Data lines

▬▬▬▬▬▬

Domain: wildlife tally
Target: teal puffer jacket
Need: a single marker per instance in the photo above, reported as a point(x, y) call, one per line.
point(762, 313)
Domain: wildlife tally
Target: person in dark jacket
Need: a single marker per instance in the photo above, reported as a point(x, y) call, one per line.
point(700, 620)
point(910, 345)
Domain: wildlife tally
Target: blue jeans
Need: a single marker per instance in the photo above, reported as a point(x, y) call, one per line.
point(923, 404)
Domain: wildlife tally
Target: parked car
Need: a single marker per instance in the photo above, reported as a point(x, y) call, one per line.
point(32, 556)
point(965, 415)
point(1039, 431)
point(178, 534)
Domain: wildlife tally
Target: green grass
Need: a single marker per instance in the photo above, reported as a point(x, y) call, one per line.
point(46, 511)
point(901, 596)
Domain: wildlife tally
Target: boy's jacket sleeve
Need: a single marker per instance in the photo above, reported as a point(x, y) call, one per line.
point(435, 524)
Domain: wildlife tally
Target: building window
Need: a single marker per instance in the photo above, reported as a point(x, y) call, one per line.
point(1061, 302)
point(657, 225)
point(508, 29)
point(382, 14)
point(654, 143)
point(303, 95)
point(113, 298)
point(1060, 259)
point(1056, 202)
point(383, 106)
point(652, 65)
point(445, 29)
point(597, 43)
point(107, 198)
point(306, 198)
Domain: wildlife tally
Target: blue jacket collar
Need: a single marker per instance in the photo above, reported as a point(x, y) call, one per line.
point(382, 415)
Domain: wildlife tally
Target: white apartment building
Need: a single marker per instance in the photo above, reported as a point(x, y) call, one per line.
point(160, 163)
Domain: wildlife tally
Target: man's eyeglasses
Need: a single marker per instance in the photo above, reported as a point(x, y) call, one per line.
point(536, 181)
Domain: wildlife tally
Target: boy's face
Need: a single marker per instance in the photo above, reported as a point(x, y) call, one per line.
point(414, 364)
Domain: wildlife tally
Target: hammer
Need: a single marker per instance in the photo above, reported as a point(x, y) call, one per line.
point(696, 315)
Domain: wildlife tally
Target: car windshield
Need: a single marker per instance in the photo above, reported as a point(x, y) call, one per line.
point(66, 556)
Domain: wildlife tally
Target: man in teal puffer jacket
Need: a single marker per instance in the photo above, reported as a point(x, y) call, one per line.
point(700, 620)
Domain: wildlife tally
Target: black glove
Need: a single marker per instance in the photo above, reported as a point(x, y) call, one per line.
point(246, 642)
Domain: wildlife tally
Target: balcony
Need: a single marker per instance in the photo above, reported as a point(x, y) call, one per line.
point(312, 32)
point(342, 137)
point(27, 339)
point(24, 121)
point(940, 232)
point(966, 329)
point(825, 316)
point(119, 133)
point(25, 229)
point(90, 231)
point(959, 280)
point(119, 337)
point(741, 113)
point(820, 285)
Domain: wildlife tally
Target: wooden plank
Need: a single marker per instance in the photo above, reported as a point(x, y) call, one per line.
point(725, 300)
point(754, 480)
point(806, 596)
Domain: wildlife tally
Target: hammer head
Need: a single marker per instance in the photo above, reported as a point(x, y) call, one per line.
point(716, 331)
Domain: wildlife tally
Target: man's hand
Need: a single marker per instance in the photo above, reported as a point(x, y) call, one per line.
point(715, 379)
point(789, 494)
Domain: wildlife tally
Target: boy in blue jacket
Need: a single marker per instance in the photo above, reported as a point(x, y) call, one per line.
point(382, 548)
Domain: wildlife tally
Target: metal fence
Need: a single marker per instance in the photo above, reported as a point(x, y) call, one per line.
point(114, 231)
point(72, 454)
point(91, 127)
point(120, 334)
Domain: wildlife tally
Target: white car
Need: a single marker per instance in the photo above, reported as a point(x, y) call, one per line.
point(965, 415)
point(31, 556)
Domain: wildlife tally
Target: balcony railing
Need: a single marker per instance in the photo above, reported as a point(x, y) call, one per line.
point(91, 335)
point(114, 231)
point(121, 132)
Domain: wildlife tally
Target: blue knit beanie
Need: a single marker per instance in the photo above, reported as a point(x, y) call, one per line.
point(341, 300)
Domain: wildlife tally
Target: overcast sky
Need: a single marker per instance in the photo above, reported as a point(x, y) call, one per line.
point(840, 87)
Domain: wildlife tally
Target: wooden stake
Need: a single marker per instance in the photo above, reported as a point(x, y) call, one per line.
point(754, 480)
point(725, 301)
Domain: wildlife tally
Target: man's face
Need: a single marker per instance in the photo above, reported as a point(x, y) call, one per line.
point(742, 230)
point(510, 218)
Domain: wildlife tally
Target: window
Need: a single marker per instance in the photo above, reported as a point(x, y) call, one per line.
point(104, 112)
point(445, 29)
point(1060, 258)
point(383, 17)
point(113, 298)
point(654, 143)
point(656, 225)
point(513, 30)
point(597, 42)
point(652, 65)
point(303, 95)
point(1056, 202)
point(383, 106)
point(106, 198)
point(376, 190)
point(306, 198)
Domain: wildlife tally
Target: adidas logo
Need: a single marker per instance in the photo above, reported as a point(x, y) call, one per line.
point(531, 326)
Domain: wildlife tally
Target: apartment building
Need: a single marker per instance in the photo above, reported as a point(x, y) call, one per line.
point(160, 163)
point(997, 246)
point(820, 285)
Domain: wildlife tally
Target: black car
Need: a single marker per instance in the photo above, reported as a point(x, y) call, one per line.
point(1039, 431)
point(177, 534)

▬▬▬▬▬▬

Problem to solve
Reproduce all of the items above word for word, keeping every line as it stands.

Result of this exercise
Domain: wildlife tally
Target: teal puffer jacket
Need: a single marker per instance in the photo above, reported as a point(x, y) call, one per line.
point(762, 313)
Domain: wildlife tally
Target: person in dark jacket
Need: a single marker per instance in the photo above, reported as a point(x, y) call, one per line.
point(700, 620)
point(910, 345)
Domain: wildlife tally
Target: blue jeans
Need: a single marker per instance in the photo above, reported as a point(x, y) call, one per line.
point(923, 404)
Domain: wildlife tally
Target: parked car
Need: a single marker per instance in the photo above, reported as a point(x, y) call, one per line.
point(32, 556)
point(965, 415)
point(1039, 431)
point(178, 534)
Domain: wildlife tally
Target: green grass
Need: a single marker per instance in the photo above, reported as a point(x, y) call, one per line.
point(46, 511)
point(901, 596)
Domain: wildlife tally
Target: boy's jacket sleeve
Need: a single marker per instance in the photo above, reported as a point(x, y) call, one per line.
point(435, 524)
Domain: wildlife tally
Target: building window
Need: a single marker per instance in the photo above, reported as a point(x, y) call, one per line.
point(1061, 302)
point(657, 225)
point(508, 29)
point(382, 14)
point(654, 143)
point(303, 95)
point(113, 298)
point(1060, 259)
point(1056, 202)
point(383, 106)
point(652, 65)
point(445, 29)
point(597, 43)
point(107, 198)
point(306, 198)
Domain: wildlife tally
Target: blue jacket collar
Need: a single marker per instance in the photo above, reported as a point(x, y) call, one per line.
point(382, 415)
Domain: wildlife tally
Target: white apartment building
Need: a single marker per instance in the photo above, reported as a point(x, y) call, one per line.
point(160, 163)
Domain: wildlife tally
Target: man's eyeglasses
Need: a single marker per instance in the photo above, reported as a point(x, y) call, one per line.
point(536, 181)
Domain: wildlife tally
Target: boy's face
Need: a single marker per instance in the photo above, reported as a point(x, y) call, one per line.
point(414, 364)
Domain: wildlife tally
Target: hammer
Need: a single marker per instance in the photo above, reported as a point(x, y) call, one per line.
point(696, 315)
Domain: wildlife tally
Target: car windshield
Need: a single marker per instance in the photo above, reported as a point(x, y) call, one per line.
point(66, 556)
Domain: wildlife tally
Target: man in teal puffer jacket
Need: a single marker per instance in the photo above, reported as a point(x, y) call, one per line.
point(700, 620)
Domain: wildlife tally
Target: black glove
Need: a single marker per instance in the photo above, reported as a point(x, y) call, one per line.
point(246, 642)
Domain: wildlife tally
Target: balcony
Need: a single marker per instance in the photo above, reported as a point(x, y) call, one per line.
point(312, 32)
point(342, 137)
point(27, 339)
point(24, 121)
point(940, 232)
point(966, 329)
point(825, 316)
point(119, 133)
point(25, 229)
point(90, 231)
point(959, 280)
point(119, 337)
point(741, 113)
point(820, 285)
Domain: wildlife tally
Target: wooden plank
Need: a single marker per instance in the photo above, reported as a point(x, y) call, one per line.
point(725, 300)
point(754, 480)
point(806, 596)
Domain: wildlife tally
Target: hammer head
Need: a single marker per instance in the photo above, reported as a point(x, y) call, one per line.
point(716, 331)
Domain: wildlife tally
Target: man's hand
Need: a single marker per instance in the photo above, reported as a point(x, y) call, one per line.
point(715, 379)
point(789, 494)
Domain: wildlife tally
Target: boy in blue jacket
Need: a single marker per instance in the photo above, reported as a point(x, y) call, one per line.
point(382, 548)
Domain: wildlife tally
Target: metal fence
Need: a single marker per instance in the photo above, reported as a point(x, y) call, one per line.
point(114, 231)
point(72, 454)
point(91, 127)
point(120, 334)
Domain: wildlife tally
Target: white car
Need: a single marker per instance in the photo above, reported as a point(x, y) call, one per line.
point(965, 415)
point(31, 556)
Domain: wildlife tally
Target: balcony railing
Need: a single marker per instance in the photo above, reported as a point(x, y) call, one per line.
point(91, 335)
point(114, 231)
point(121, 132)
Domain: wildlife tally
Target: blue knit beanie
Need: a single marker per instance in the photo above, reported as a point(x, y) call, one per line.
point(341, 300)
Domain: wildlife tally
Target: overcast sky
Need: a single marker per instance in the photo above, reported as a point(x, y) call, one per line.
point(840, 87)
Domain: wildlife tally
Target: wooden stake
Need: a single marker per instance in the photo above, reported as a point(x, y) call, one per line.
point(754, 480)
point(725, 301)
Domain: wildlife tally
Target: man's face
Need: a single marker per instance in the photo above, reported as a point(x, y) call, one per line.
point(742, 230)
point(510, 218)
Domain: wildlife tally
Target: window
Need: a single marker per instance in the photo above, reported as a point(x, y) call, one per line.
point(104, 112)
point(445, 29)
point(1060, 258)
point(383, 17)
point(113, 298)
point(654, 143)
point(656, 225)
point(513, 30)
point(597, 42)
point(652, 65)
point(303, 95)
point(1056, 202)
point(383, 106)
point(106, 198)
point(376, 190)
point(306, 198)
Domain: wildlife tally
Target: adidas logo
Need: a single marker per instance in the photo above, reported as a point(x, y) call, one per line.
point(531, 326)
Domain: wildlife tally
Target: apartment building
Need: a single marker per instance in the photo above, reported as a point(x, y) call, one per line.
point(160, 163)
point(997, 246)
point(820, 285)
Domain: wildlife tally
Target: black car
Need: a single marker per instance in the photo above, reported as a point(x, y) call, one per line.
point(1039, 431)
point(177, 534)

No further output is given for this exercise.